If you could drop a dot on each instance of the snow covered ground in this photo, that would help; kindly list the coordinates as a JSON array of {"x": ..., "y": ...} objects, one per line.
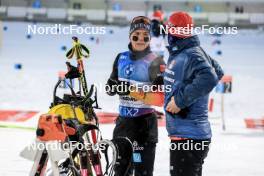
[{"x": 236, "y": 152}]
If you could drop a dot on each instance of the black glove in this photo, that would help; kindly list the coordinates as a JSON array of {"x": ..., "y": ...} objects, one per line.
[
  {"x": 72, "y": 71},
  {"x": 123, "y": 88}
]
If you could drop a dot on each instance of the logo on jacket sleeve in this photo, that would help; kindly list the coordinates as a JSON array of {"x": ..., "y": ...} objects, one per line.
[{"x": 172, "y": 64}]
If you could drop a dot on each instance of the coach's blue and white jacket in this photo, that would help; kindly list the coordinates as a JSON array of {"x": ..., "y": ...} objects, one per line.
[{"x": 192, "y": 74}]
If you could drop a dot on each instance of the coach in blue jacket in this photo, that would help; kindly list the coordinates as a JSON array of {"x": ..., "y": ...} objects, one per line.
[{"x": 190, "y": 74}]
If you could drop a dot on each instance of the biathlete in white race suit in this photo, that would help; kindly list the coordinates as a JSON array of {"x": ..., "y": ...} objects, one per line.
[{"x": 137, "y": 119}]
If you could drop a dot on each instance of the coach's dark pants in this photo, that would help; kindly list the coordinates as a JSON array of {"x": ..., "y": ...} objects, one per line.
[{"x": 188, "y": 161}]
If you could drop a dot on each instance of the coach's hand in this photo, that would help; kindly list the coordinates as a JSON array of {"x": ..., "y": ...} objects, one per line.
[{"x": 172, "y": 107}]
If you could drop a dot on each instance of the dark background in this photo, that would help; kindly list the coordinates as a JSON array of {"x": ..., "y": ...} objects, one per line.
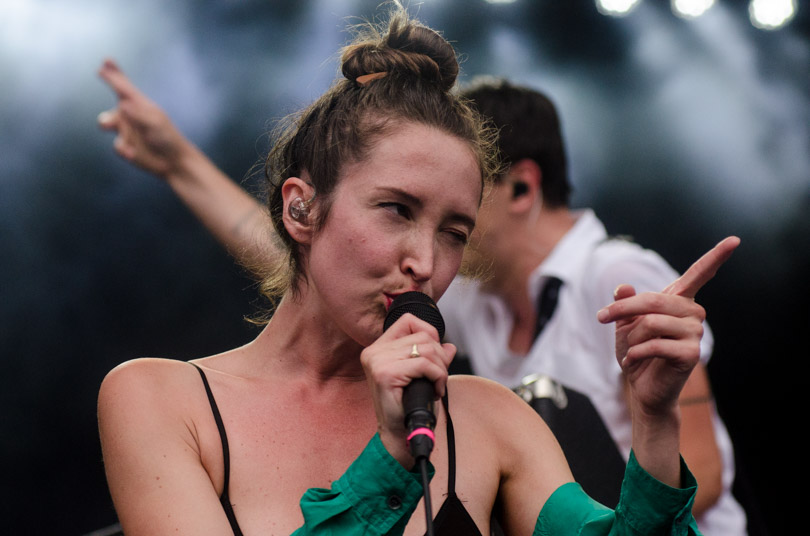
[{"x": 680, "y": 133}]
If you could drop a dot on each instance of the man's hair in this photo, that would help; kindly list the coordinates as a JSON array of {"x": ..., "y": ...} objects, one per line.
[{"x": 528, "y": 127}]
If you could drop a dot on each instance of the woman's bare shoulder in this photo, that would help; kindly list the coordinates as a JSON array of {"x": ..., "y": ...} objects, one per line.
[{"x": 149, "y": 380}]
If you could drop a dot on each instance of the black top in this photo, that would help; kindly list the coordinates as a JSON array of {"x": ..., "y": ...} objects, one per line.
[{"x": 452, "y": 519}]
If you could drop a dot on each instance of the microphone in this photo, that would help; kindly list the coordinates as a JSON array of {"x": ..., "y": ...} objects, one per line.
[{"x": 417, "y": 397}]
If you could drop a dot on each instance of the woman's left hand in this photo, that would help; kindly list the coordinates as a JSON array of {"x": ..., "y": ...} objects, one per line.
[
  {"x": 658, "y": 334},
  {"x": 409, "y": 349}
]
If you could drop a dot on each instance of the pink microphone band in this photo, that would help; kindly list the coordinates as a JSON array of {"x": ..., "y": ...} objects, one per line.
[{"x": 423, "y": 431}]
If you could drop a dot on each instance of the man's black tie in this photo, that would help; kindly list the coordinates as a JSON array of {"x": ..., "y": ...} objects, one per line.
[{"x": 546, "y": 303}]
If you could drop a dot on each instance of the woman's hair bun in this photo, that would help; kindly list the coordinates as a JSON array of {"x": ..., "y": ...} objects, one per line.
[{"x": 405, "y": 48}]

### Stated goal
Print each line of the material above exactly, with the pictures removed from your copy.

### Result of the task
If you could drop a dot on each instance of the snow covered ground in this photo, that would help; kindly list the coordinates as a JSON array of {"x": ..., "y": ...} objects, one per line.
[{"x": 236, "y": 152}]
If you could drop a dot on each instance of the black glove in this photo, that would help; kindly list the coordinates as a JSON array of {"x": ..., "y": ...} objects, one per line.
[
  {"x": 72, "y": 71},
  {"x": 123, "y": 88}
]
If you could drop a dot on each instance of the logo on jacket sleeve in this photo, that would help; kindly list the coordinates as a JSON array of {"x": ..., "y": ...} objects, one per line.
[{"x": 172, "y": 64}]
If you could drop a dot on each instance of the coach's blue and white jacket in this photo, that would help; kindly list the coordinates as a JSON array of {"x": ..., "y": ...} objects, one per line.
[{"x": 192, "y": 74}]
If you could drop a dot on each instance of the coach in blue jacket in this photo, that would help; kindly list the coordinates as a JSON array of {"x": ..., "y": ...} objects, one per line.
[{"x": 190, "y": 74}]
If you could drop a dot on each instance of the biathlete in white race suit in this photo, that would help; kindly list the coordinates as a JSON array of {"x": ..., "y": ...} objects, one per line.
[{"x": 137, "y": 119}]
If you could drop a dot on each instance of the coach's dark pants in this photo, that would help; kindly list the coordinates as a JSON array of {"x": ..., "y": ...} objects, one per line.
[{"x": 188, "y": 161}]
If you could drop a dot on each instance of the coach's hand in this photo, that would help; kindly list the coordinates as a JSON array of {"x": ..., "y": ...} objects, one per line.
[{"x": 172, "y": 107}]
If you could drop a dot on each instance of the dark background in this photo, that would help; kindly list the coordinates as a JSON array of {"x": ..., "y": ...} objects, one per line.
[{"x": 680, "y": 133}]
If you could drop a dot on each instance of the man's hair in this photo, that would help; kindly list the coordinates as a JSON array of {"x": ..., "y": ...} objects, one per line.
[{"x": 528, "y": 127}]
If you could drop a dot on each instance of the woman's bare shoulder in this photo, that would help; kindly list the coordinates as a JSON array of {"x": ..., "y": ...} objects, one per line.
[{"x": 149, "y": 380}]
If you could drop a dot on each instance of the black top in this photo, that would help; kindly list the coordinates as a JSON array of {"x": ..., "y": ...} objects, one per line.
[{"x": 452, "y": 519}]
If you could drop a dot on each instance of the microphone in this photo, that would help; kindly list the coordinates as a JSON array of {"x": ..., "y": ...} objects, one per line.
[{"x": 417, "y": 397}]
If you could drop a dot on each instance of the woman's left hand in this photo, that would help; kindly list the coordinates as a JSON array of {"x": ..., "y": ...} objects, one per line.
[
  {"x": 658, "y": 334},
  {"x": 409, "y": 349}
]
If you could drop a dot on each instance of the pink microphone band in this photo, that would help; kindly list the coordinates as a JSON array of {"x": ..., "y": ...} objects, one per line.
[{"x": 423, "y": 431}]
If you could drop a dot on each instance of the man's black tie in this photo, that would help; kindly list the coordinates as a JSON array of {"x": ..., "y": ...} objects, one per line.
[{"x": 546, "y": 303}]
If you could drop a dot on each instance of the woman's hair bun in this photo, that would help; kindly list the coordinates as a JSON array of {"x": ..., "y": ...} objects, one per line.
[{"x": 405, "y": 48}]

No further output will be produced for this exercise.